Work item: Set down the entries once more, exactly as they are written.

Material shown:

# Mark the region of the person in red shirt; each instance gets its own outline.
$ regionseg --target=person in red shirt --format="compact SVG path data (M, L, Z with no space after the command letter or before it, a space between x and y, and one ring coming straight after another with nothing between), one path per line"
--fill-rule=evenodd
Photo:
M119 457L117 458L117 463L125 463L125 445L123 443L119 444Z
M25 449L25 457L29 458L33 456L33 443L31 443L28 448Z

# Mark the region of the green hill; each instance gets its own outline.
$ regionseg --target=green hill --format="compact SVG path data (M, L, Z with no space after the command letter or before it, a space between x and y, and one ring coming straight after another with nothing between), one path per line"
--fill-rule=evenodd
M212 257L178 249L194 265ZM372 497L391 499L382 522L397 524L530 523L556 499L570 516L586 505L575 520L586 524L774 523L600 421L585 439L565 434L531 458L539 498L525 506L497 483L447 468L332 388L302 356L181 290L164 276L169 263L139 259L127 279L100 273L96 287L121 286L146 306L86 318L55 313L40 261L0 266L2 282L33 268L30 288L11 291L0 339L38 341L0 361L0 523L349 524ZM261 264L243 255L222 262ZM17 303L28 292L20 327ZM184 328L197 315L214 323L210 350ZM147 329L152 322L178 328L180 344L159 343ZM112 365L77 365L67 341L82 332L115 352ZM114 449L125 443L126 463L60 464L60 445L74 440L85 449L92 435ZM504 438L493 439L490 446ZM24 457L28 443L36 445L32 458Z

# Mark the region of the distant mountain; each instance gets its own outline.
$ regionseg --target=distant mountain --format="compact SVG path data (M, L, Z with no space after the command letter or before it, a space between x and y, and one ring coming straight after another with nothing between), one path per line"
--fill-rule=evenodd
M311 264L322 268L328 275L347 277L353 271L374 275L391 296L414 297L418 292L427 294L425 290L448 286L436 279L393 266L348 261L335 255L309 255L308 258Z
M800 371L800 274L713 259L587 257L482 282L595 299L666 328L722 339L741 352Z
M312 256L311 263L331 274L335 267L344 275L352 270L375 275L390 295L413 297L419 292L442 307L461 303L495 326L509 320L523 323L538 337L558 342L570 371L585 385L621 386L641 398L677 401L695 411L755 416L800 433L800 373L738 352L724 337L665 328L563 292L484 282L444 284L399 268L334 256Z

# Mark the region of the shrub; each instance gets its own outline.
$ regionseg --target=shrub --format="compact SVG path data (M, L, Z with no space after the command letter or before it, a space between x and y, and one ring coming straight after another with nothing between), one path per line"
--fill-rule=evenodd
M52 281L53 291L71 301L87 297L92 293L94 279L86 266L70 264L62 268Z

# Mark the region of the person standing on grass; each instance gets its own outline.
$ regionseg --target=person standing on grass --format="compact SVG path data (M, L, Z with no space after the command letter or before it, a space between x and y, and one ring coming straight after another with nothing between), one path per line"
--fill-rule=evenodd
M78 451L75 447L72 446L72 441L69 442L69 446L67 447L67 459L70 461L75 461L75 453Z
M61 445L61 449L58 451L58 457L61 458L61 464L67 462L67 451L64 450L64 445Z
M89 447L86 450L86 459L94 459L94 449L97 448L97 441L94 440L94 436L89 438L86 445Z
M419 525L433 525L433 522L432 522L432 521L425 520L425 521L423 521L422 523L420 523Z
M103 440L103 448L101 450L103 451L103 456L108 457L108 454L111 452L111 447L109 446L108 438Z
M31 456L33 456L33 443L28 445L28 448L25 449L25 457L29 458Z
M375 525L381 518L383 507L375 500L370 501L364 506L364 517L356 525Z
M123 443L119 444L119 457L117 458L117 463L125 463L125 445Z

Written answer:
# Mark the region of the person in red shirt; each instance gets its own outline.
$ regionseg --target=person in red shirt --format="compact SVG path data (M, L, Z with no space after the command letter or before it, a space between x and y, and one ring coming straight after another with nothing between), one path per line"
--fill-rule=evenodd
Photo:
M119 457L117 458L117 463L125 463L125 445L123 443L119 444Z
M25 449L25 457L29 458L33 456L33 443L31 443L28 448Z

# Mark the region of the green hill; each instance gets its own outline.
$ regionseg --target=green hill --format="compact SVG path data (M, L, Z with no space after the command letter or before it, a space between x and y, and one ring coming straight after another with nothing between), one path per line"
--fill-rule=evenodd
M212 257L178 249L194 265ZM372 497L391 499L382 522L397 524L530 523L556 499L570 516L586 505L575 520L586 524L774 523L600 421L585 439L565 434L531 458L539 498L525 506L497 483L447 468L332 388L302 356L181 290L164 276L169 263L139 259L127 279L100 273L96 287L121 286L146 306L86 318L55 313L40 261L0 266L2 282L33 268L30 288L11 291L0 339L38 341L0 361L0 523L349 524ZM261 264L243 255L222 262ZM17 303L28 292L20 327ZM184 328L197 315L214 323L210 350ZM147 329L152 322L178 328L180 344L159 343ZM112 365L77 365L67 341L82 332L115 352ZM114 449L125 443L126 463L60 464L60 445L74 440L85 449L92 435ZM504 438L493 439L490 446ZM24 457L28 443L36 445L32 458Z

# Mark the region of the distant mountain; each instance gets its own outline.
$ regionseg --target=distant mountain --format="compact SVG path data (M, L, Z with no space after the command letter or before it, a space between x and y, and one ring coming straight after another with nothing between), one path per line"
--fill-rule=evenodd
M311 264L322 268L328 275L347 277L353 271L374 275L391 296L414 297L418 292L427 294L425 290L448 286L436 279L393 266L348 261L335 255L309 255L308 258Z
M800 371L800 274L713 259L587 257L482 282L595 299L666 328L722 339L741 352Z
M312 256L311 263L331 274L335 267L344 275L352 270L375 275L390 295L413 297L419 292L442 307L461 303L495 326L509 320L523 323L538 337L558 342L570 371L585 385L621 386L641 398L677 401L695 411L755 416L800 433L800 373L738 352L724 337L665 328L563 292L484 282L444 284L399 268L334 256Z

# Mark the region of the shrub; each instance gets its own outline.
$ regionseg --target=shrub --format="compact SVG path data (M, L, Z with no space after the command letter or before it, a space between x and y, and one ring coming straight after another with nothing between), one path per line"
--fill-rule=evenodd
M52 281L53 291L71 301L87 297L92 293L94 279L86 266L70 264L62 268Z

# Mark the region of the person standing on grass; each instance gets its own outline.
$ regionseg --target=person standing on grass --format="compact SVG path data (M, L, Z with no space after the command letter or before it, a space between x and y, and one ring coming straight after another with nothing between), one path per line"
--fill-rule=evenodd
M78 451L75 447L72 446L72 441L69 442L69 446L67 447L67 459L70 461L75 461L75 453Z
M61 445L61 449L58 451L58 457L61 458L61 464L67 462L67 451L64 450L64 445Z
M89 447L86 450L86 459L94 459L94 449L97 448L97 441L94 440L94 436L89 438L86 445Z
M419 525L433 525L433 522L432 522L432 521L425 520L425 521L423 521L422 523L420 523Z
M103 440L103 448L101 450L103 451L103 456L108 457L108 454L111 452L111 447L109 446L108 438Z
M31 456L33 456L33 443L28 445L28 448L25 449L25 457L29 458Z
M375 525L381 518L383 507L375 500L370 501L364 506L364 517L356 525Z
M123 443L119 444L119 457L117 458L117 463L125 463L125 445Z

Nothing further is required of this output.